> _Problem details_: Write the records out again, exactly as they stand below.

[Records from a data source]
%%
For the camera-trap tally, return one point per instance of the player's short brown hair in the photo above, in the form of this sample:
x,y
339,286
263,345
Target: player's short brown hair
%%
> _Answer area_:
For the camera-trap tally, return one point per instance of the player's short brown hair in the photo above, in the form of this sample:
x,y
339,286
263,345
Target: player's short brown hair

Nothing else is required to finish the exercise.